#### Work to be completed:
Please rewrite every line of the entries below as a Markdown table with the columns "Number" and "Text," one numbered row per line with blank lines omitted. Leave the pictures out.

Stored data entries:

- - -

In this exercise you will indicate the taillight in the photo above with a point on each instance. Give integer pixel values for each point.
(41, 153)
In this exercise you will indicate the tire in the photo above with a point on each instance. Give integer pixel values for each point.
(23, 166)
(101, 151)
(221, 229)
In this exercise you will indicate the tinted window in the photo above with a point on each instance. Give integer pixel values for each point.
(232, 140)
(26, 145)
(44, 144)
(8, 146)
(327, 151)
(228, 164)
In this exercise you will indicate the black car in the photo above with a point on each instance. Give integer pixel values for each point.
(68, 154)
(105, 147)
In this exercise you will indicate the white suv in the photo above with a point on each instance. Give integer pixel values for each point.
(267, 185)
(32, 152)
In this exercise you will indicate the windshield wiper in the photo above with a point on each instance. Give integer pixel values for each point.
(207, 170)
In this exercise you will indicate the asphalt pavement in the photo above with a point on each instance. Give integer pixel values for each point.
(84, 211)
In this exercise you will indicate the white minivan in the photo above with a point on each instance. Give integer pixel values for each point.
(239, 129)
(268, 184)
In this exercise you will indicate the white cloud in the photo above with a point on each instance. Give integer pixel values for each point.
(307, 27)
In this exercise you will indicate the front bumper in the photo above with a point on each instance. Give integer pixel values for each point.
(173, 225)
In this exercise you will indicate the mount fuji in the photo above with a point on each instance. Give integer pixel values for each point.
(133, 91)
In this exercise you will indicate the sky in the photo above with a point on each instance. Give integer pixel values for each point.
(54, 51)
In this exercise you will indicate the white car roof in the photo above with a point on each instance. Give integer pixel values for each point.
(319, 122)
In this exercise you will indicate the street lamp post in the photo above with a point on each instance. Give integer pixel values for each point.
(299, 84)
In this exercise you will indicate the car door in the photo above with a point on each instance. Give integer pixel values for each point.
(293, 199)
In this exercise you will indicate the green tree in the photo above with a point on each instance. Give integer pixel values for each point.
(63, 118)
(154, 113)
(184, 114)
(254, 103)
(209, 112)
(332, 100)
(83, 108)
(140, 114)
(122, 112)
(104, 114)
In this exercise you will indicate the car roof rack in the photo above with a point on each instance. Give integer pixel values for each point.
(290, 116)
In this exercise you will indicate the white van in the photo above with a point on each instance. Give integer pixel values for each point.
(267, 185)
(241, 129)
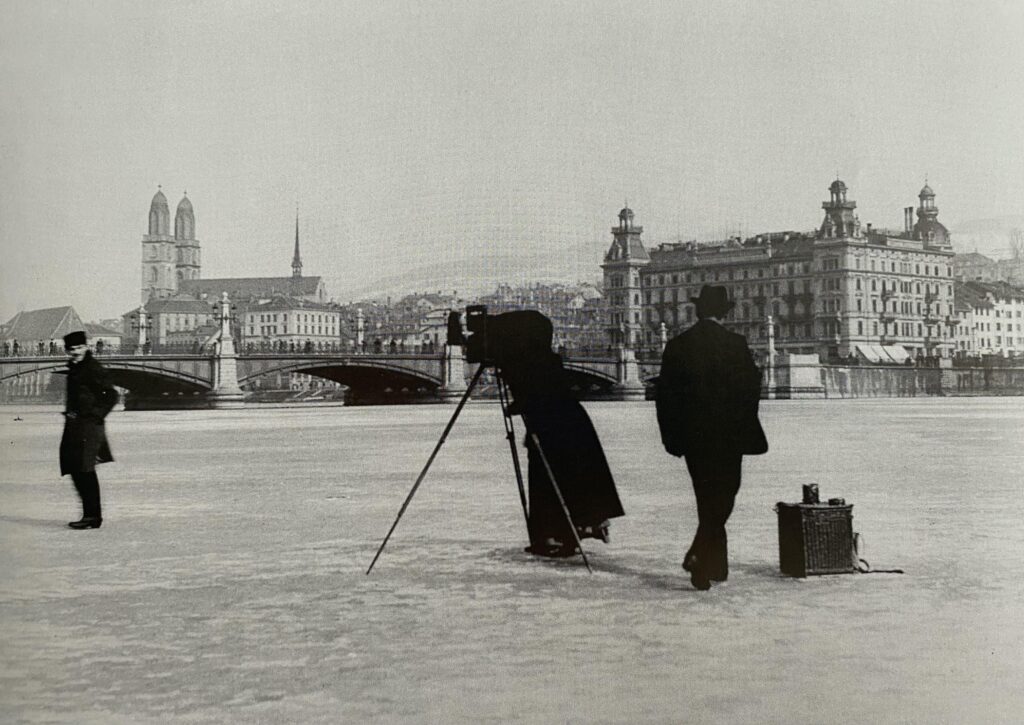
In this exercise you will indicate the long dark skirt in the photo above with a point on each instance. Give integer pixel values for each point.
(577, 459)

- - -

#### Reply:
| Number | Text |
|---|---|
| 1 | In this exercise you will indicate the taillight in the photo above with a point on each instance. Give integer pixel values for each point. |
| 2 | (41, 153) |
| 3 | In this exercise you will indicate the tire in the photo above with a point on each instance. Give integer pixel values for each point. |
| 4 | (23, 166) |
| 5 | (101, 151) |
| 6 | (221, 229) |
| 7 | In this exercise you will indicate the tinted window in the photo above with a point on each instance. Give integer pixel values for each point. |
| 8 | (232, 140) |
| 9 | (26, 145) |
| 10 | (44, 144) |
| 11 | (8, 146) |
| 12 | (327, 151) |
| 13 | (228, 164) |
| 14 | In this exercise you will indicate the black car in the photo above with a point on each instance. Give integer pixel values for each point. |
| 15 | (68, 154) |
| 16 | (105, 147) |
| 17 | In this exercise you will indicate the white suv in the photo above with a point on each instance. Give integer pixel values for each point. |
| 18 | (267, 185) |
| 19 | (32, 152) |
| 20 | In this exercise you will indicate the windshield wiper in the photo above with a point on each instance. Give integer pixel values for each point. |
| 21 | (207, 170) |
| 22 | In this exercise you will indicate the asphalt pavement in the photo above with a point on each instance. Give integer pixel values for each point. |
| 23 | (84, 211) |
| 24 | In this exercise you will indicate the white minivan in the photo above with a point on each instance. Give integer pixel values for each point. |
| 25 | (239, 129) |
| 26 | (268, 184) |
| 27 | In this exercise you will indicate the white cloud in the photo above with a point on each instance. Give integer pixel values for each point. |
| 28 | (307, 27) |
| 29 | In this exercise you will indicate the front bumper in the photo above with a point on each instance. Give integer pixel values for each point. |
| 30 | (173, 225) |
| 31 | In this exercise you will indicate the mount fuji in the photo above with a point on each instance. Give integer pixel values for each point. |
| 32 | (133, 91) |
| 33 | In this exercise you will indicate the sky in the photo above with a point on each instance. Give integer pixel values for each point. |
| 34 | (54, 51) |
| 35 | In this exercise you will indicate the white car roof in the photo above with a point on each instance. Give integer pixel values for each point. |
| 36 | (319, 122) |
| 37 | In this exercise you will indicate the street lamp post in the photo above with a point on each instance. Give integer pixel values for each point. |
| 38 | (299, 84) |
| 39 | In this exercise you will indicate the car door in the photo above with a point on each instance. Give integer pixel values for each point. |
| 40 | (293, 199) |
| 41 | In this exercise you will indicate the green tree in the photo above with a point on each instance. Give integer pixel values for each point. |
| 42 | (63, 118) |
| 43 | (154, 113) |
| 44 | (184, 114) |
| 45 | (254, 103) |
| 46 | (209, 112) |
| 47 | (332, 100) |
| 48 | (83, 108) |
| 49 | (140, 114) |
| 50 | (122, 112) |
| 51 | (104, 114) |
| 52 | In this exercise you will indicate the car roof rack in the photo above with a point on each instance. Give integer pixel values for each point. |
| 53 | (290, 116) |
| 54 | In this exercise you will indicate the white van in the photo above with a point on each instance. Give integer pixel values for each point. |
| 55 | (267, 185) |
| 56 | (241, 129) |
| 57 | In this exercise you will indicate the long dark skirt in the photo above with a point on each instance. Give integer pixel values for each point. |
| 58 | (577, 459) |